No piece was easy, but each fell finished,
in its shroud of print, into a book-shaped hole. (Emily)
Nine Inches by Tom Perrotta: American fiction’s favorite lighthearted chronicler of suburban angst delivers his first collection of short stories since Bad Haircut, his first book, nineteen years ago. In Nine Inches, Perrotta, the author of the Hollywood-friendly novels Little Children and The Leftovers (currently under development as a HBO series), returns to familiar themes of fractured families and the undercurrent of disappointment that lurks just below the placid surface of suburban life. Perrotta knows his way around a punch line, so expect some chuckles to go along with your quiet desperation. (Michael)
The Childhood of Jesus by J.M. Coetzee: When it came out in the UK and Ireland this Spring, Coetzee’s new novel was received with an even more potent combination of admiration and confusion than his work is normally met with. Reviewing the book in the Telegraph, Michael Preston asked whether it was “possible to be deeply affected by a book without really knowing what it’s about?” (The fairly obvious answer: yes.) A man and a five year old boy arrive in a sort of refugee camp, where they are assigned new names and ages. The boy speaks in riddles and claims to be able to perform miracles. Together, they search for the boy’s mother, and endure a series of odd bureaucratic encounters. The inscrutable spirit of Kafka has often flickered across Coetzee’s pages, and that spirit seems to loom large here. (Mark)

(Rows from a dataset)
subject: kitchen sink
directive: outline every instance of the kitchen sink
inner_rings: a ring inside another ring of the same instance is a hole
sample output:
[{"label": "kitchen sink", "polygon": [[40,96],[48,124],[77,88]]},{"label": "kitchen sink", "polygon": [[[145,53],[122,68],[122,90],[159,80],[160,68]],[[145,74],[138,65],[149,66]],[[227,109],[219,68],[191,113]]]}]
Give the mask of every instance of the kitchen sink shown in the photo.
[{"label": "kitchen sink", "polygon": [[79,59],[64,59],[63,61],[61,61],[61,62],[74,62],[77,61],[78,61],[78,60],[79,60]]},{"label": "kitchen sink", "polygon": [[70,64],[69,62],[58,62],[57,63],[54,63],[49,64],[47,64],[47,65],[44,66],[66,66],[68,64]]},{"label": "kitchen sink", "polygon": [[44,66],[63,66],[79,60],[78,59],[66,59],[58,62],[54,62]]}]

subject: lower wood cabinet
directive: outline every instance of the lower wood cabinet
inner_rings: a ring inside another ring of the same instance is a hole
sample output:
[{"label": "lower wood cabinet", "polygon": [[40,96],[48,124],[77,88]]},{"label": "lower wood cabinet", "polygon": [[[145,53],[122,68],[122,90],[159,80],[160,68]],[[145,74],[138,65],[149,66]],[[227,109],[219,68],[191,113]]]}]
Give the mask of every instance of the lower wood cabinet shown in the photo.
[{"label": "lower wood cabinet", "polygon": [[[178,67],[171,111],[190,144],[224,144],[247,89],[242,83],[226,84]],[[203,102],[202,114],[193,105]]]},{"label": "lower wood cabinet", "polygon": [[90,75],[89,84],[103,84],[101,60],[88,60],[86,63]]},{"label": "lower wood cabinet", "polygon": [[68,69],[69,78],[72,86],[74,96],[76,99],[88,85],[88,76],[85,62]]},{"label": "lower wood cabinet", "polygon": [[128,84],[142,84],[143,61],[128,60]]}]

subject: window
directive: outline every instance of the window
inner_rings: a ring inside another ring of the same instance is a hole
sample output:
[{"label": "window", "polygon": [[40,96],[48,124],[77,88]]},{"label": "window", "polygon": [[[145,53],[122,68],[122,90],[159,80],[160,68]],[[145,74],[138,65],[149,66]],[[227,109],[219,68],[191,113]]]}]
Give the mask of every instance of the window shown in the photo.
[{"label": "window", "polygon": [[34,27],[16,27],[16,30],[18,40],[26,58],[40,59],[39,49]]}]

§ Directions for this task
Pick up the book roundup above where it stops and write the next entry or two in the same style.

§ Written answer
The Maid’s Version by Daniel Woodrell: Daniel Woodrell, a master of “country noir” fiction, makes rare use of autobiography in his new novel, The Maid’s Version. While growing up in West Plains, Missouri, Woodrell listened to stories his grandmother told about a mysterious dance hall explosion in town in 1928 that killed 39 people. In the novel, a grandmother tells her grandson about working as a maid for the family that was implicated in the blast but never held responsible. The novel is “very lyrical and not completely chronological,” Woodrell told an interviewer, “because it’s the story of a family and the after-effects on the family and the grandmother trying to get justice or revenge.” (Bill)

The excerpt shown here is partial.